* _EXTRACT_:
• • • • • • •
Military aviation fuel delivered by the San Angelo Pipeline
to Dyess is sold f.o.b. the Refinery with title passing to the
purchaser as the product enters the pipeline. Prior to 1998, the
Partnership had the only pipeline capable of delivering jet fuel
directly into Dyess. Fina recently purchased Conoco's product
terminal in Abilene and is constructing its own pipeline from its
terminal to Dyess that will enable Fina to deliver military
aviation fuel into Dyess.

Sales of military aviation fuel constitute a significant
portion of the Partnership's revenues. See "-Markets and
Competition" below. Such sales are under annual contracts
awarded by the Defense Fuel Supply Center after a bidding
process. The bidding process is conducted on a base-by-base
basis and is subject to the small business set-aside program.
When the bids are received, the Defense Fuel Supply Center
determines both the lowest overall bid and the lowest bid
submitted by a small business (defined as a refinery with a
throughput capacity of less than 75,000 BPD and fewer than 1,500
employees). If the lowest bid is not submitted by a small
business, the lowest small business bidder is offered the
opportunity to obtain a contract for a set percentage of the
base's requirements by matching the lowest overall bid. Prior to
the contract that begins April 1, 1998 and ends March 31, 1999,
the Partnership was considered a small business. As a result of
the planned mothballing of the Refinery and the agreement to
purchase products from TTTI, the Partnership could not bid as a
small business for the contract that begins April 1, 1998 and
ends March 31, 1999 nor will the Partnership be able to bid on
any future contracts as a small business. Since the Partnership
was not able to match the price of the lowest large business
under the small business set-aside program, the volumes under the
recently awarded contract are approximately 51% of the volumes
under the prior contract which is partially offset by an
approximate 2 cents improvement in the award price compared to
the base reference price net of transportation from the prior
contract. See "Management's Discussion and Analysis of Financial
Condition and Results of Operations - Factors and Trends
Affecting Operating Results."
• • • • • • •
* _RECORDS FOR THIS TASK_:
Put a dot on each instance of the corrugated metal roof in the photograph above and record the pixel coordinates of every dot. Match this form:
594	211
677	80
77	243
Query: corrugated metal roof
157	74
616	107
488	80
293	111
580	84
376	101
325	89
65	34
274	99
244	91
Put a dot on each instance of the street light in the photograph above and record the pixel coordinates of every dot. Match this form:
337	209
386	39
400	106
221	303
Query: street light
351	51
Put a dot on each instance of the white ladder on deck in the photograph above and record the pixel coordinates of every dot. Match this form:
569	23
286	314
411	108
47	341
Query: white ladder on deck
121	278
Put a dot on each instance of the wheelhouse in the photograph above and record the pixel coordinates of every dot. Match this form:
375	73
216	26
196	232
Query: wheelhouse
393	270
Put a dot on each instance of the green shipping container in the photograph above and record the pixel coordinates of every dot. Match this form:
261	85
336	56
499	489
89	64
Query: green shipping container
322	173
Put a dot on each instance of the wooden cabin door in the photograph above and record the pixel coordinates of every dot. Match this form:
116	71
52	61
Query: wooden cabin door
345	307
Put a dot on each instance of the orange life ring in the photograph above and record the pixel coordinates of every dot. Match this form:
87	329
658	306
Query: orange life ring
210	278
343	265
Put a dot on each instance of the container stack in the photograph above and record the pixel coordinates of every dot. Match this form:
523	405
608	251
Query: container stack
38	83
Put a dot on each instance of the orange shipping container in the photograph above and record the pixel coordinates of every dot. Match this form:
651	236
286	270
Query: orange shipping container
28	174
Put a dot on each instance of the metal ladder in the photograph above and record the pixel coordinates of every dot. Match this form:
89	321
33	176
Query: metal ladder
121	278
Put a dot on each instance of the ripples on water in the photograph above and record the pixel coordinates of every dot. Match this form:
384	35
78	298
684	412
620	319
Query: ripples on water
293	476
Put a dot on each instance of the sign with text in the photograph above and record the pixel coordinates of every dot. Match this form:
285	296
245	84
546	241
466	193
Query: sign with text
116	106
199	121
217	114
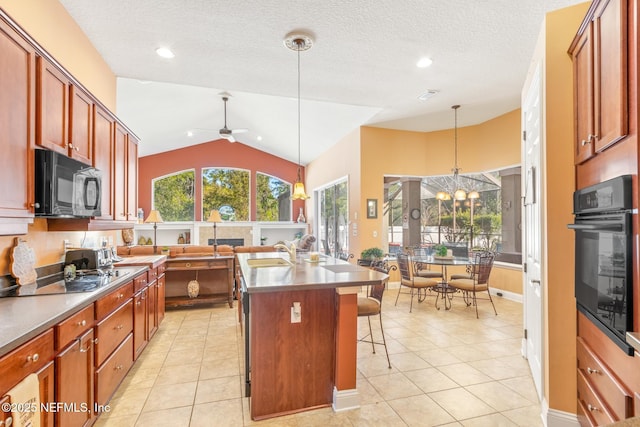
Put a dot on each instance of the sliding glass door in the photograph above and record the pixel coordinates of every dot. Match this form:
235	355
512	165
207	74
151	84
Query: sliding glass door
333	224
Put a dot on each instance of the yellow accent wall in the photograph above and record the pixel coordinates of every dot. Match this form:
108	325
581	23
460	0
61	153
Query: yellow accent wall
49	24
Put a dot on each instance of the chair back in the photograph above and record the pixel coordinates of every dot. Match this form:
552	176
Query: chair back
376	291
482	266
404	264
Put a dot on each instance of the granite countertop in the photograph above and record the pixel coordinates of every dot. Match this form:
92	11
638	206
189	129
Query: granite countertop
23	318
327	273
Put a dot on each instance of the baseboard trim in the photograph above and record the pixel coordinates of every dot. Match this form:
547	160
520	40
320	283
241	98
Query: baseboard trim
344	400
556	418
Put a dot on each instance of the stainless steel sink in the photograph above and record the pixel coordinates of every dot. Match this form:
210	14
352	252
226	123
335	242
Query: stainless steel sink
268	262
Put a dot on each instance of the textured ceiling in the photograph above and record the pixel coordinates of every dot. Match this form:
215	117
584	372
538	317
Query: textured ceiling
360	71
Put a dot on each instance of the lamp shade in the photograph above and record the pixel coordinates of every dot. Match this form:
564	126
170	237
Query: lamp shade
154	216
298	192
214	216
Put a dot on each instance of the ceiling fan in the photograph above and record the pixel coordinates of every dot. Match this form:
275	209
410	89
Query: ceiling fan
225	132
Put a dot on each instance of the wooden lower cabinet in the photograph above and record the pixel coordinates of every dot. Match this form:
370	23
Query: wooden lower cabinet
74	382
111	373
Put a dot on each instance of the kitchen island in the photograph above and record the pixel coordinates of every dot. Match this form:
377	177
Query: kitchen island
300	325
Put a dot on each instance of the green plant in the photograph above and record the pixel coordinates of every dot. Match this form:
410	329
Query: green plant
440	250
372	253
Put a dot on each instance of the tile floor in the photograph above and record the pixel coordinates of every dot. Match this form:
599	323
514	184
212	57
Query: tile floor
448	369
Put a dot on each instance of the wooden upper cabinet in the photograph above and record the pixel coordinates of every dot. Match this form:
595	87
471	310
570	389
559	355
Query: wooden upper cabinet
583	94
132	178
17	121
104	125
610	73
81	125
120	174
599	54
53	107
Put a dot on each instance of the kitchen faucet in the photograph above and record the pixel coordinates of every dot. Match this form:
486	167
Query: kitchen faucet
291	250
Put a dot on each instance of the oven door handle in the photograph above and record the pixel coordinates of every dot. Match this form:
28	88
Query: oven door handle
602	226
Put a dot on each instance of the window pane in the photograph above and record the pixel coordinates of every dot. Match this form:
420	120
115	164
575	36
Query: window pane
228	189
173	196
272	199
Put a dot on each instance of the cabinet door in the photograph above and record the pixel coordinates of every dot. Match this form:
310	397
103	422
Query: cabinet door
17	112
160	298
120	174
610	68
52	107
132	178
583	96
74	381
103	133
80	125
152	311
140	308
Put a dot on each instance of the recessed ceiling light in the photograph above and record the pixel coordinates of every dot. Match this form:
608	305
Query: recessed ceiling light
424	62
164	52
430	93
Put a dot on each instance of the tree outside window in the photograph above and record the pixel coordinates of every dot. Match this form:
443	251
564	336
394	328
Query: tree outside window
226	187
173	196
273	201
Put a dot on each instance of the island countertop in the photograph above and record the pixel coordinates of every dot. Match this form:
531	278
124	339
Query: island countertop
303	275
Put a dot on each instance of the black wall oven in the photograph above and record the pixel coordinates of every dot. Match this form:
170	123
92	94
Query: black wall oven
604	246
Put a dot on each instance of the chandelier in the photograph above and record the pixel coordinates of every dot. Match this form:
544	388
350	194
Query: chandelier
299	43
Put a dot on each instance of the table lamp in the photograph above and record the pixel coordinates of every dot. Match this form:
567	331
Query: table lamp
155	218
215	218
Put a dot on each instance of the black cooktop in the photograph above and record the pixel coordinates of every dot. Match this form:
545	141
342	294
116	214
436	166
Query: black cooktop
83	281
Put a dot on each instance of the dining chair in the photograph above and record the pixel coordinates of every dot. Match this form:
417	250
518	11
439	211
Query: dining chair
422	269
478	282
417	285
371	305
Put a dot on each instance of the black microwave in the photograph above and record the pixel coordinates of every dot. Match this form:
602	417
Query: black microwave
65	187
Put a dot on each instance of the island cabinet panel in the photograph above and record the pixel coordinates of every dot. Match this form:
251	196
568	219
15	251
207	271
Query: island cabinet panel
292	364
17	121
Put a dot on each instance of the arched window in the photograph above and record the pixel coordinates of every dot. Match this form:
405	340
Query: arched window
273	202
226	187
173	196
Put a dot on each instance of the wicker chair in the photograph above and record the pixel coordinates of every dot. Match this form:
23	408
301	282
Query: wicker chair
371	305
417	285
478	282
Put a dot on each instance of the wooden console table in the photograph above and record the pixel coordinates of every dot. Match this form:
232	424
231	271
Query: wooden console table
213	273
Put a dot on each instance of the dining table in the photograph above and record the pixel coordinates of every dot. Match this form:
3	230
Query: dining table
442	289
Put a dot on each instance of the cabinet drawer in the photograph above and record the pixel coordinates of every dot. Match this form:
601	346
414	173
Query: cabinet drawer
112	330
140	282
111	301
74	326
604	382
111	373
26	359
591	405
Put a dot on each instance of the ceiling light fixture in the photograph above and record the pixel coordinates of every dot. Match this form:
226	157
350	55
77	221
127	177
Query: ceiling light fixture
424	62
164	52
299	43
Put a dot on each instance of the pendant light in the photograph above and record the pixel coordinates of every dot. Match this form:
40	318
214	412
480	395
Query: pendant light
459	193
299	43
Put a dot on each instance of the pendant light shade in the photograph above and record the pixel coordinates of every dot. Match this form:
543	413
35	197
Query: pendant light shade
299	42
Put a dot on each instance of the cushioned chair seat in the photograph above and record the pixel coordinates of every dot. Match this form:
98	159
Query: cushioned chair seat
368	307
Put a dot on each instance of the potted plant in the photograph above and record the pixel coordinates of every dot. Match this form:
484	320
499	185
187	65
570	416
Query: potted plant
369	255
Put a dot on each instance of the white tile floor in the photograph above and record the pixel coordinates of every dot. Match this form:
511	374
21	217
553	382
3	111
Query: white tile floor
448	368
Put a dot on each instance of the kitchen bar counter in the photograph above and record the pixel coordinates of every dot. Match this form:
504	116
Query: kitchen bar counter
300	326
23	318
304	275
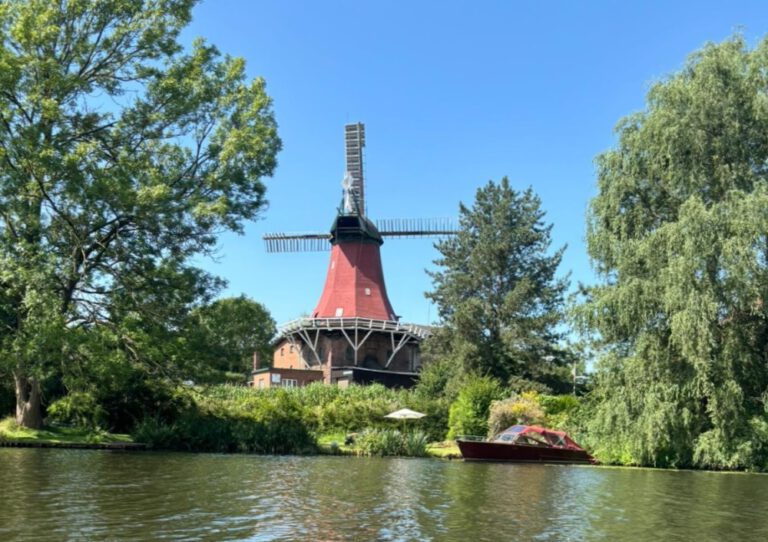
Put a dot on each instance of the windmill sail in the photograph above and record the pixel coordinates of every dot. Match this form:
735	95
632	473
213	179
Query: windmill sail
354	141
388	227
354	205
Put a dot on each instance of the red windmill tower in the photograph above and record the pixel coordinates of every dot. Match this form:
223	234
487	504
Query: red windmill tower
353	335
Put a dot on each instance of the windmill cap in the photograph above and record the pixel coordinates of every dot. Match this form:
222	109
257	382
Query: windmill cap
354	228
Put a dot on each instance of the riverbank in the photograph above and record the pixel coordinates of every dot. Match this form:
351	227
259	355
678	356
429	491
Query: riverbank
14	436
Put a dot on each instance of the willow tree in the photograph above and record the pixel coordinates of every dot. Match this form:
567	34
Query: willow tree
497	291
121	156
679	234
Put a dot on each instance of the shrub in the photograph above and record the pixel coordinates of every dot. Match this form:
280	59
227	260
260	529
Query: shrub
384	442
274	424
469	413
78	408
518	409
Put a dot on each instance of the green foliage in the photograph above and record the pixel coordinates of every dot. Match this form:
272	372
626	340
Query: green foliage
274	424
222	336
496	289
384	442
678	234
79	409
521	409
7	397
468	415
103	208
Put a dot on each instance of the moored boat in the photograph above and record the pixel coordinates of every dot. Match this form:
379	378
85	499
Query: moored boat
525	444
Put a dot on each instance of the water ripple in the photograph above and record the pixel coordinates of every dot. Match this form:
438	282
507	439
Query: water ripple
93	495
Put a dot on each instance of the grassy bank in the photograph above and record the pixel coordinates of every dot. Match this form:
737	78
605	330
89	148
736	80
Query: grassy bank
11	431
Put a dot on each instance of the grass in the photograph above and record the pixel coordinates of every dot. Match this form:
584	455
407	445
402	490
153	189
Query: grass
333	444
443	450
10	430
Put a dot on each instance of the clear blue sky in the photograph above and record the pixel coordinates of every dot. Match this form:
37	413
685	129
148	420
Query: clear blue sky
452	94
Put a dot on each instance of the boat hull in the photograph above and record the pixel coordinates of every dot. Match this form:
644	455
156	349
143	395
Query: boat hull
519	453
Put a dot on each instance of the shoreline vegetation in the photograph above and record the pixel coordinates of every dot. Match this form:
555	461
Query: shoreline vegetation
104	311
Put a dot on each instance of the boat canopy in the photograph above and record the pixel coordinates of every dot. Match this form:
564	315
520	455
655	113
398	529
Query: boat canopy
533	435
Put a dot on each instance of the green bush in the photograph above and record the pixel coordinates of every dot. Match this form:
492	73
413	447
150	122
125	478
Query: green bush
391	442
519	409
78	408
469	413
273	424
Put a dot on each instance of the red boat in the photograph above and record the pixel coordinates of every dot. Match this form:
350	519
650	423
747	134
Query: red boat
525	444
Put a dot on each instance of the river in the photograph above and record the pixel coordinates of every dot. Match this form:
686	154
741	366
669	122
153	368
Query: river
95	495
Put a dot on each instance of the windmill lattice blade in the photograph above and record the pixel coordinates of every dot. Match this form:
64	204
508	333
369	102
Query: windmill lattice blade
308	242
416	227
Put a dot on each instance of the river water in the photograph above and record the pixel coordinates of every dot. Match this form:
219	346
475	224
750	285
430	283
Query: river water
96	495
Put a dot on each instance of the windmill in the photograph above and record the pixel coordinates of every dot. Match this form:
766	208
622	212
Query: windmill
354	334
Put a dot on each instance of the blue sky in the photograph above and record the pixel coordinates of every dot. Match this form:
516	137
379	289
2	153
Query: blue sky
452	94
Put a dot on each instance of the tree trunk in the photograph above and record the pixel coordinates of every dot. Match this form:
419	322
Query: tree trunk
29	412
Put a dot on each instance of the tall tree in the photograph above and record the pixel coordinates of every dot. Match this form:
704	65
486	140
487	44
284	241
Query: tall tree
224	335
121	155
678	232
497	291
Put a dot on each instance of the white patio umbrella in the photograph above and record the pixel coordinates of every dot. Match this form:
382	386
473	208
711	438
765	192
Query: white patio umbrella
405	414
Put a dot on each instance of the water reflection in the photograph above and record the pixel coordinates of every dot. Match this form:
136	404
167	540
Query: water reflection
59	495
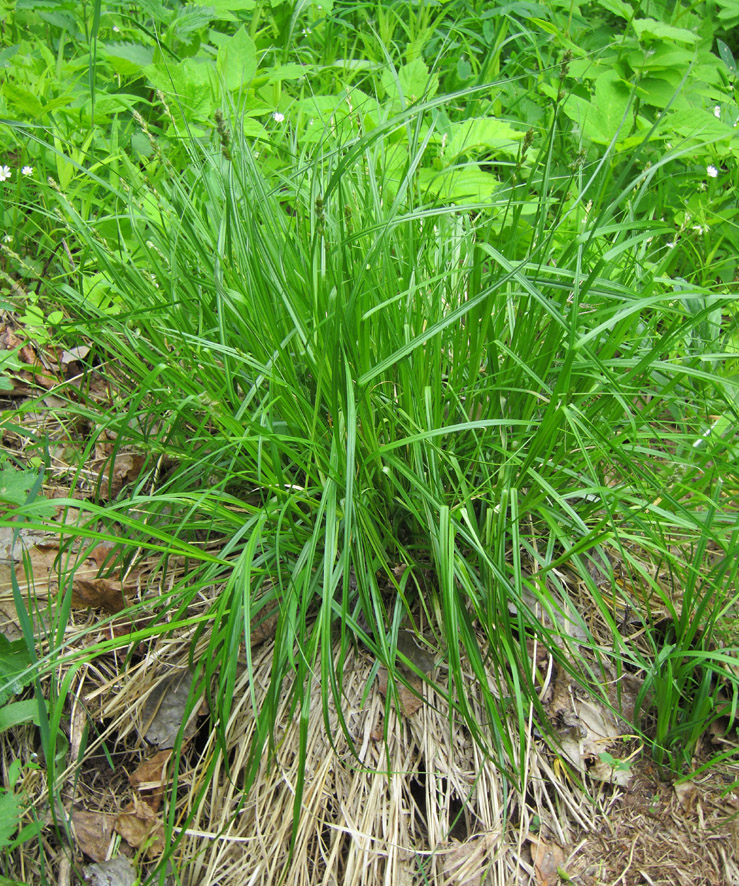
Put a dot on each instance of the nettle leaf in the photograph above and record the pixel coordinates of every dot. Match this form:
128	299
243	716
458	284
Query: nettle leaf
482	133
605	115
663	57
225	10
650	29
15	485
189	82
237	60
695	123
728	13
727	57
659	92
128	58
409	83
461	184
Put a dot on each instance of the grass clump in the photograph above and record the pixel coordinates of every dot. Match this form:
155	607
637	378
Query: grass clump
389	361
391	406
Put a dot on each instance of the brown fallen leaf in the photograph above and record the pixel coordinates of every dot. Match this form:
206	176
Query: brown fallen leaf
93	831
164	709
125	469
98	593
150	777
140	826
548	859
90	590
409	702
116	872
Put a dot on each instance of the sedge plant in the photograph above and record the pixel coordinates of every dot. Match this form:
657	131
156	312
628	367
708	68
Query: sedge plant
382	404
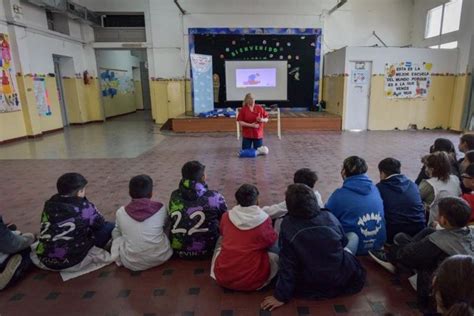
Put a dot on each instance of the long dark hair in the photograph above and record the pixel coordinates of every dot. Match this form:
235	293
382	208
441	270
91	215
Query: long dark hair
453	286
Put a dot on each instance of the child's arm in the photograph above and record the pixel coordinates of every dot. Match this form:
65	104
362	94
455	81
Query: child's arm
269	235
276	210
11	243
96	219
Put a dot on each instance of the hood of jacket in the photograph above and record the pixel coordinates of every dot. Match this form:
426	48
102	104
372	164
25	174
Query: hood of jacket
360	184
141	209
246	218
454	241
192	190
397	183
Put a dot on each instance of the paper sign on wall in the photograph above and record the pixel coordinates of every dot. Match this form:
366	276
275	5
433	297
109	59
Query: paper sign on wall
201	66
114	81
407	80
9	101
41	94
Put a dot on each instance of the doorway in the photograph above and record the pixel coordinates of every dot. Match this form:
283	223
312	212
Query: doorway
124	81
358	96
61	65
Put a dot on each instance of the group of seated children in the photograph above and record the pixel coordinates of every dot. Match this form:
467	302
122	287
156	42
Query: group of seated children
311	248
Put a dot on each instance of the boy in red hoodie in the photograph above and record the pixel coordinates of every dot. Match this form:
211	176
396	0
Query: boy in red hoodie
242	260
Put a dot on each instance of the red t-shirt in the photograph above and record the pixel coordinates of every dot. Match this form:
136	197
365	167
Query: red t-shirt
247	116
470	199
243	263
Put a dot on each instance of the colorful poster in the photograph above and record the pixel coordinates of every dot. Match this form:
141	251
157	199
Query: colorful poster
113	82
203	86
42	99
407	80
9	101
• • • • • • •
* _REQUESTS_:
(1) State how many lines of the records contain the string "stainless", treating uppercase and lowercase as different, and give only that number.
(2) Continue the passage on military aviation fuel sales to Dyess from the point where it ends.

* _RESPONSES TO THE EXERCISE_:
(1) 2

(2)
The Partnership and its predecessors have been supplying
products to Naval Air Station Fort Worth and Dyess since the
early 1960s. Management believes that the military will continue
to be a major customer of the Partnership into the foreseeable
future. Dyess is an Air Combat Command facility, formerly a
strategic air command facility, and the primary training base for
the B-1 bomber crews. In addition, Dyess also has two worldwide
deployable airlift squadrons which fly the C-130 Hercules. Under
the contract that is effective from April 1, 1997 through March
31, 1998, the Partnership contracted to sell military aviation
fuel to Dyess, Sheppard Air Force Base in Wichita Falls, Texas,
Fort Hood Military Installation in Killeen, Texas, Naval Air
Station Dallas in Dallas, Texas, E-Systems, Inc. in Greenville,
Texas, Naval Air Station Fort Worth, AASF in Dallas, Texas, and
Tinker Air Force Base in Oklahoma City, Oklahoma. Additionally,
the Partnership is selling jet fuel to Altus Air Force Base in
Altus, Oklahoma and Cannon Air Force Base in Clovis, New Mexico,
under a contract that is effective from October 1, 1997 through
September 30, 1998. Under the new contract that is effective
from April 1, 1998 through March 31, 1999, the Partnership will
supply military aviation fuel to Dyess, Sheppard Air Force Base,
Naval Air Station Fort Worth, Fort Hood Military Installation,
and E-Systems, Inc. See "Management's Discussion and Analysis of
Financial Condition and Results of Operations - Factors and
Trends Affecting Operating Results - Other Factors."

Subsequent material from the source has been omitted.